◆ Text shown ◆
Other embodiments can be based on a pattern that is not based on a polyhedron at all. For example, the surface of the ball can be divided into two identical elongated areas, very much like the pieces that make up the cover of a baseball or tennis ball. The text-shaped dimples can then be strung together into words along the curved path that makes up the “seam” between the two cover “pieces”. This provides a symmetrical and uniform distribution of the text-shaped dimples. To create even more text, the same basic design can be used with more than one row of text-shaped dimples.

The text-shaped dimples of the present invention are preferably large enough to be noticeable and easily read, but since they comprise physical depressions in the surface of the ball, they will not be removed by normal wear. For even greater visibility, the depressed areas of the text-shaped dimples can be filled with ink or paint, which will be protected from wear.

BRIEF DESCRIPTION OF THE DRAWINGS

In the accompanying drawings which form a part of the specification and are to be read in conjunction therewith:

FIG. 1 is a golf ball with a plurality of text-shaped dimples forming indicia that is the boundaries of an octahedron dimple pattern;

FIG. 2 is a golf ball with a plurality of text-shaped dimples forming indicia that is a portion of the boundaries of an octahedron dimple pattern;

FIG. 3 is a golf ball with a plurality of text-shaped dimples forming indicia that is the boundaries of a pentagonal dipyramid dimple pattern;

FIG. 4 is a golf ball with a plurality of text-shaped dimples forming indicia in latitudinal rows;

FIG. 5 is a golf ball with a plurality of text-shaped dimples forming indicia forming an elongated, curved path on the surface;

FIG. 6 is a blown up view of a text-shaped dimple;

FIG. 7 is a cross-sectional view of the dimple in FIG. 6; and

FIG. 8 is a cross-sectional view of the dimple in FIG. 6.

DETAILED DESCRIPTION OF THE INVENTION

The invention comprises golf ball dimples that take the form of text letters, characters or other symbols as opposed to the circles, polygons, and other shapes that are typically found in the prior art. The present invention relates to larger and deeper text-shaped features that are comparable in size to conventional golf ball dimples or larger. The text-shaped dimples preferably occupy a substantial portion of the ball's surface in a repeating, distributed pattern. These text-shaped features also perform at least some of the aerodynamic functions of conventional dimples, in addition to serving cosmetic and identification functions. For identification, they exhibit substantial durability advantages over conventional printed markings, which is especially advantageous for balls used at practice ranges. Golf balls that are used on practice ranges are subjected to hundreds or thousands of hits as they are used over and over. These balls are usually provided with printed or painted markings to identify them as “range” or “practice” balls and to discourage theft. The accumulated abrasion of the repeated hits will eventually remove these markings.

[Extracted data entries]
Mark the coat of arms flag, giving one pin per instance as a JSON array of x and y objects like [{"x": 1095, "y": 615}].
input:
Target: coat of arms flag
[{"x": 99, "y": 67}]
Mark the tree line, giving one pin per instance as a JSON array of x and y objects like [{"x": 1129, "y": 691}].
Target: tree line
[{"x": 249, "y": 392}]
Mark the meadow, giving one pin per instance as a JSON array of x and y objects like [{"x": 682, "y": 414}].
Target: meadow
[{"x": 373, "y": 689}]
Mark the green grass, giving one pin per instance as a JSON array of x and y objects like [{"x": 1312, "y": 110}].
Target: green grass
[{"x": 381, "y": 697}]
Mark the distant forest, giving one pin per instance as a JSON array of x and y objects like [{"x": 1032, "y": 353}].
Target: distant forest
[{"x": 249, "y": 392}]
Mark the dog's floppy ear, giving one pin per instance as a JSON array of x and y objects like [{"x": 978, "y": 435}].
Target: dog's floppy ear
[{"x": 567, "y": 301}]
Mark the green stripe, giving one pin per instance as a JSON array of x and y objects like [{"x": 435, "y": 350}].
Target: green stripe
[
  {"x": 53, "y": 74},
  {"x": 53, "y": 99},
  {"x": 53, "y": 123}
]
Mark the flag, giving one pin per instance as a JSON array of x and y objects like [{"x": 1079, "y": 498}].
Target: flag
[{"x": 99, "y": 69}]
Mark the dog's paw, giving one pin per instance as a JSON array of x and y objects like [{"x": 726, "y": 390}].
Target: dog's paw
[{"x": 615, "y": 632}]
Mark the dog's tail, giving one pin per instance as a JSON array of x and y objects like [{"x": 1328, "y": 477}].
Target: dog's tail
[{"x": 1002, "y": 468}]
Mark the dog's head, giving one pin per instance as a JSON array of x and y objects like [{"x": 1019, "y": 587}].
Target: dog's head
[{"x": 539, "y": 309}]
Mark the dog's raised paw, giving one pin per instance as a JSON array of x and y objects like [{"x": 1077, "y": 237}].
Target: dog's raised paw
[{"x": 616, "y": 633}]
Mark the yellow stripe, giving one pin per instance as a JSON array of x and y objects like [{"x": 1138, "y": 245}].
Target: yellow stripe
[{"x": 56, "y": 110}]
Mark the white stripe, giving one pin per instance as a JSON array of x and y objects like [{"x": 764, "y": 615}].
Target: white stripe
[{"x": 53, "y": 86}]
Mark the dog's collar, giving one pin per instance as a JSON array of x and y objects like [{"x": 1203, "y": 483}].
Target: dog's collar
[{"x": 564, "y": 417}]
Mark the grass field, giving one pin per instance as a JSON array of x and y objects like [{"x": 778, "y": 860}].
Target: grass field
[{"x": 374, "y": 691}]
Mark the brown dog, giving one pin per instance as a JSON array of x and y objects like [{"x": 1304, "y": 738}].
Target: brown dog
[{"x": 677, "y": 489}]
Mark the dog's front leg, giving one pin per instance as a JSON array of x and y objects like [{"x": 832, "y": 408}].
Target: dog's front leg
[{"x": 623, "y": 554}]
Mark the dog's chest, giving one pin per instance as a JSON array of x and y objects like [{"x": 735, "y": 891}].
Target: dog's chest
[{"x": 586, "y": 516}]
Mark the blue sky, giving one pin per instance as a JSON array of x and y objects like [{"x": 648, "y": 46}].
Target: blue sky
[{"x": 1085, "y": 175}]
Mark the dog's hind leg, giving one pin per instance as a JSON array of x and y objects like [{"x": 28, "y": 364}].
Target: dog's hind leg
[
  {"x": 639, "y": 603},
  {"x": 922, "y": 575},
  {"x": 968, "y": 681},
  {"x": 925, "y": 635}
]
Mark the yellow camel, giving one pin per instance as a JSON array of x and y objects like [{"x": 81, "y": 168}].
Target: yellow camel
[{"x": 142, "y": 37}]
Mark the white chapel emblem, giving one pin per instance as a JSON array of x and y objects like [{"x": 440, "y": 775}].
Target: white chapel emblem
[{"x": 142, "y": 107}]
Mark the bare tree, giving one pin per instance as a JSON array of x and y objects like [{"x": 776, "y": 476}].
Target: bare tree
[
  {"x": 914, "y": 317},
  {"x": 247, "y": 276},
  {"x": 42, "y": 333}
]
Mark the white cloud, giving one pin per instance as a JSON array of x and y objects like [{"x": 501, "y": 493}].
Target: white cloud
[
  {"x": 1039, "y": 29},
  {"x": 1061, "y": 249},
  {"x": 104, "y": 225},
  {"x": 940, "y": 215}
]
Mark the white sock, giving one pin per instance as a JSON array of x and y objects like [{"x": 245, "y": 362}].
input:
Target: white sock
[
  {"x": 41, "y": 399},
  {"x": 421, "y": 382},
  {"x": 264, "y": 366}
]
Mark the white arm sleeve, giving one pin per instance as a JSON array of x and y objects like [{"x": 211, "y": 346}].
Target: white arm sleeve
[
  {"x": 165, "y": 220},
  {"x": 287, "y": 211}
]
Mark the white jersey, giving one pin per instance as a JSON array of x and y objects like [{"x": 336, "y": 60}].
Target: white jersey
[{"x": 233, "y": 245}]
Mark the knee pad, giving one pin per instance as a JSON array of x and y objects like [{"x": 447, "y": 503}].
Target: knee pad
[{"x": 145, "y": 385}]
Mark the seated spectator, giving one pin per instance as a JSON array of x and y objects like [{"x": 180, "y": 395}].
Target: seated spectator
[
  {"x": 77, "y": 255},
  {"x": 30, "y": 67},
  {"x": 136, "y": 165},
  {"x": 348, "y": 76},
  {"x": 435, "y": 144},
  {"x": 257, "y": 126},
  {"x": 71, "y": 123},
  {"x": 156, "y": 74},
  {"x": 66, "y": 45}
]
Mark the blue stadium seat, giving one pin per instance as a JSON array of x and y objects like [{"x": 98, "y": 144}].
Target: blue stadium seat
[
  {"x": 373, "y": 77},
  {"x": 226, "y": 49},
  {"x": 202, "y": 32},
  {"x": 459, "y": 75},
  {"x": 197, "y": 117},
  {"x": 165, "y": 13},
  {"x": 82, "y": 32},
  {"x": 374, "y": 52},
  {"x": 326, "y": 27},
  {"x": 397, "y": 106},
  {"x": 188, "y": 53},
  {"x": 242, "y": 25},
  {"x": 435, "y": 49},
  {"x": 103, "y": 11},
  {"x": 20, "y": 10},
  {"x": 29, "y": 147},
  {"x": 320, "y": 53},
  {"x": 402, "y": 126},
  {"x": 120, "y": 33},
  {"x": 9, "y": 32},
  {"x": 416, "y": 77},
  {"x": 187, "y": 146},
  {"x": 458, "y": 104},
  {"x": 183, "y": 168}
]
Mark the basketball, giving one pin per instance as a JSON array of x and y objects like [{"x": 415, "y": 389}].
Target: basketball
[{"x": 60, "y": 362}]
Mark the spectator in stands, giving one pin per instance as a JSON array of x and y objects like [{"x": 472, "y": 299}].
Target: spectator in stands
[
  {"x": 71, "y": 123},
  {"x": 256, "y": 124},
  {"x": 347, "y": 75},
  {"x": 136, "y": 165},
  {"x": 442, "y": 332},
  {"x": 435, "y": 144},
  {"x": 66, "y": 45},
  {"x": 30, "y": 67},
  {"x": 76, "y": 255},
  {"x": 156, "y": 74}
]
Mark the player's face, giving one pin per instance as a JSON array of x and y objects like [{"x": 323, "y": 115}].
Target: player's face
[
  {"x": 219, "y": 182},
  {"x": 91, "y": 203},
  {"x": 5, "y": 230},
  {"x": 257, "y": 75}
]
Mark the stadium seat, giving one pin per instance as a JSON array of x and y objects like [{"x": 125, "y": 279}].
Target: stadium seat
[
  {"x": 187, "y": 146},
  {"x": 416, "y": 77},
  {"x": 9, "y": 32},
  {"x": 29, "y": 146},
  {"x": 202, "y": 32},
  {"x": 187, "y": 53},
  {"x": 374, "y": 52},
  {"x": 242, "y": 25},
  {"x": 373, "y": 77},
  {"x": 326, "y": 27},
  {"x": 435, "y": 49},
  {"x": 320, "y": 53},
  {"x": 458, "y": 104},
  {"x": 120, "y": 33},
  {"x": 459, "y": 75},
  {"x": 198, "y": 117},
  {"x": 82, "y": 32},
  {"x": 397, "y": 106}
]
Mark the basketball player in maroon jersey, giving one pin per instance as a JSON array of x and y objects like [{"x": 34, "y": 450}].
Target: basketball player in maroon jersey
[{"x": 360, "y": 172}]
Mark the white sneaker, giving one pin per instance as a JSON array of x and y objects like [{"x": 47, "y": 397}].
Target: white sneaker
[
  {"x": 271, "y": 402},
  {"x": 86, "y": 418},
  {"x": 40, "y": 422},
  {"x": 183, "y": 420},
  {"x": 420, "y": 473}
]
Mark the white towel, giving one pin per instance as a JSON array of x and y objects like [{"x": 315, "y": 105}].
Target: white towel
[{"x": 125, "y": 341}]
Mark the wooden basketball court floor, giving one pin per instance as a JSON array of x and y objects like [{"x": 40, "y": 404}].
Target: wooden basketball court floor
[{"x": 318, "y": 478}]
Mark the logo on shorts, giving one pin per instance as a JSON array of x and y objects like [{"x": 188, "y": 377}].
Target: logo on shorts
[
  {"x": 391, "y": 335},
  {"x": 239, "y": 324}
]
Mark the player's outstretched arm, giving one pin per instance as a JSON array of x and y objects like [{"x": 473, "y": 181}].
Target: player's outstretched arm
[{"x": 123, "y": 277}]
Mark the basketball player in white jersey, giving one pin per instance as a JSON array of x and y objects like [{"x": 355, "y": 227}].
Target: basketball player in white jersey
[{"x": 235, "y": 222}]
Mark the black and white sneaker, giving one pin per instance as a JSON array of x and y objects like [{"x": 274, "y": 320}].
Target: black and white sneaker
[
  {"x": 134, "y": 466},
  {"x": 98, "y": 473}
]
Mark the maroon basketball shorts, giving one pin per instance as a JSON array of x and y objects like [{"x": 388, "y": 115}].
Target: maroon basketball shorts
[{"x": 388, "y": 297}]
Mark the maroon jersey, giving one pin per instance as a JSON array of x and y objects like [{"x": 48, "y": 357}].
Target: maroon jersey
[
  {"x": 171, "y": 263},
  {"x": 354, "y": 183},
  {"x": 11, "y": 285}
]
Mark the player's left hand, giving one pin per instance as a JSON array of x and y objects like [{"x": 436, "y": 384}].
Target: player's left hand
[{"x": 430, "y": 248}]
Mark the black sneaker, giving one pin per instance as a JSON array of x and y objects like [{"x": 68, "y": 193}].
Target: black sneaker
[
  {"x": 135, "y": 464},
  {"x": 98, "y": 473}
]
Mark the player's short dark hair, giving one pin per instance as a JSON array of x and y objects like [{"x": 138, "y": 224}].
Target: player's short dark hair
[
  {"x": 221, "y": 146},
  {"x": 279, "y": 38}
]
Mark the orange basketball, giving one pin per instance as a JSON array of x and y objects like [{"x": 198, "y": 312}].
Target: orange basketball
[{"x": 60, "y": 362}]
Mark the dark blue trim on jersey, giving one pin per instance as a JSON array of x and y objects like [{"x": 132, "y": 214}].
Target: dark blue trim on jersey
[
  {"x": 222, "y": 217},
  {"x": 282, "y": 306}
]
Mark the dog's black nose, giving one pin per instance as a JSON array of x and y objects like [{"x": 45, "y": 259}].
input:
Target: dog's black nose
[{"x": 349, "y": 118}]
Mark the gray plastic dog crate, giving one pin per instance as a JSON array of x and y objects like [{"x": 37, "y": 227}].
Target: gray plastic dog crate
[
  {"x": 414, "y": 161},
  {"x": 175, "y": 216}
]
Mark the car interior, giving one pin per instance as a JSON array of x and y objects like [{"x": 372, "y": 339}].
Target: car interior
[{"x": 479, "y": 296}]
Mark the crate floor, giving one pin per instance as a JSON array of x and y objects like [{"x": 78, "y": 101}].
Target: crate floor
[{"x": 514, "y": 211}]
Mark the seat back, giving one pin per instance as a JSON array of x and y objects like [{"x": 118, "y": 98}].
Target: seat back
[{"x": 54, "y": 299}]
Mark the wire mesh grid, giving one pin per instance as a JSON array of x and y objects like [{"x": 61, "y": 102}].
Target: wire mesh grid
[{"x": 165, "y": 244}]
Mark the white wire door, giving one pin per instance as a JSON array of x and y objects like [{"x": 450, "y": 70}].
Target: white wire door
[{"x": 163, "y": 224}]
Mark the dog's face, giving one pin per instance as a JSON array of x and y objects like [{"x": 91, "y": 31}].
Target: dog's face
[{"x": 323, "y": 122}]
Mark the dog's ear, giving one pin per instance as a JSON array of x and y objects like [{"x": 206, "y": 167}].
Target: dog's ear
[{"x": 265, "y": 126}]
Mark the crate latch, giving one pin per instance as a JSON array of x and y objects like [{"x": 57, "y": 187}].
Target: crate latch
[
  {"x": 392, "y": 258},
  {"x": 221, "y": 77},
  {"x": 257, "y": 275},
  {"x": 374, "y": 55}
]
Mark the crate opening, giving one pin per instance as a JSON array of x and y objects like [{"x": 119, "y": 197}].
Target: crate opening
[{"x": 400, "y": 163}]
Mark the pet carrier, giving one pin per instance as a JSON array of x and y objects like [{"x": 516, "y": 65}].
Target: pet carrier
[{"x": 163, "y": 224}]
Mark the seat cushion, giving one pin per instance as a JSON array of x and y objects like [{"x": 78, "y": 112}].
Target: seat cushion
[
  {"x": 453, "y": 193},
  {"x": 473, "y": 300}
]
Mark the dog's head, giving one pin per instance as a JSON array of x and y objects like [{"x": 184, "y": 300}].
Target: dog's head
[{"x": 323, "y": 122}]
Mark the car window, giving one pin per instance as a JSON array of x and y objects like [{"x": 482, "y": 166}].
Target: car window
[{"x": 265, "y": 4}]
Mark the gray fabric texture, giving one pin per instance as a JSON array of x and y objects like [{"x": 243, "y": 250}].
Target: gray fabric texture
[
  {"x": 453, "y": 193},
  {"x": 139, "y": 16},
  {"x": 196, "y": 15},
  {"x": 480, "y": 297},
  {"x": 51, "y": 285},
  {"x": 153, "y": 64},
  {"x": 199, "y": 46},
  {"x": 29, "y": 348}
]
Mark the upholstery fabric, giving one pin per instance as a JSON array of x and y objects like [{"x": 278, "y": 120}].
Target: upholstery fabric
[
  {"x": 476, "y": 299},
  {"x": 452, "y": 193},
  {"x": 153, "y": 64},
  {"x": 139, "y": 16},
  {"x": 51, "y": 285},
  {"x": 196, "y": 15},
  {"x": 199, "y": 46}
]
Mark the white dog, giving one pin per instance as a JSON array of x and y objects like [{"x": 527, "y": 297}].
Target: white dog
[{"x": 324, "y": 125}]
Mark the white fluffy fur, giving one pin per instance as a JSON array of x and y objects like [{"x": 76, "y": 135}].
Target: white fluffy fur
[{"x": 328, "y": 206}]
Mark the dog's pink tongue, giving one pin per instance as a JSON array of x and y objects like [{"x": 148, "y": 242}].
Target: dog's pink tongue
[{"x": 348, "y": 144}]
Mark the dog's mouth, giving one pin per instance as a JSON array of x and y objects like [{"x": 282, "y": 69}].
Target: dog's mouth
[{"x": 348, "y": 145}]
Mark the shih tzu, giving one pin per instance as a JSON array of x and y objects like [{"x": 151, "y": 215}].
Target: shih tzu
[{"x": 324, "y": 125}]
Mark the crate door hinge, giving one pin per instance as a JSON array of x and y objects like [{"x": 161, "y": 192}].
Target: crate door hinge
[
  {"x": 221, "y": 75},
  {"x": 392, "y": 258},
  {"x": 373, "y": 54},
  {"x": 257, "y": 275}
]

◆ Task list ◆
1 > How many lines of the records contain the string "opening"? Reply with the number only.
2 > Extend the golf ball passage, picking up right after its last sentence.
The golf ball passage and the records have no connection to each other.

◆ Task responses ◆
1 > 2

2 >
The present invention is directed to text-shaped dimples that are large enough to be noticeable and easily read, but since they comprise physical depressions in the surface of the ball, they will not be removed by normal wear and can be very advantageous for use on practice ranges.

Many practice ranges have limited space that is not large enough to allow for the complete flight of a golf ball for players who hit the ball a long distance. For these ranges, a ball with reduced flight distance is appropriate. Since text-shaped dimples can be designed to be less effective than conventional dimples in reducing the aerodynamic drag and increasing the aerodynamic lift on the ball, they can assist in providing this reduced flight distance.

Text-shaped depressions are arranged on the surface of the golf ball, preferably in combination with conventional dimples. The letters or other characters may be any suitable size, but are preferably about the size of conventional dimples, about 0.08 to 0.2 inches in height. The deepest parts of the depressions are preferably about 0.005 to 0.01 inches below the phantom surface of the ball, but they may be shallower to increase drag. They may also be deeper, but this may reduce the impact durability of the golf ball's cover.

Since the text-like dimples are likely to have aerodynamic characteristics that are different from those of conventional dimples, it is preferable that the text-shaped dimples be distributed in a relatively uniform fashion over the surface of the ball. This will assist in maintaining symmetrical and consistent flight performance. However, since the text-shaped dimples are preferably arranged in words in order to have meaning, it is usually not satisfactory to simply scatter them over the ball's surface.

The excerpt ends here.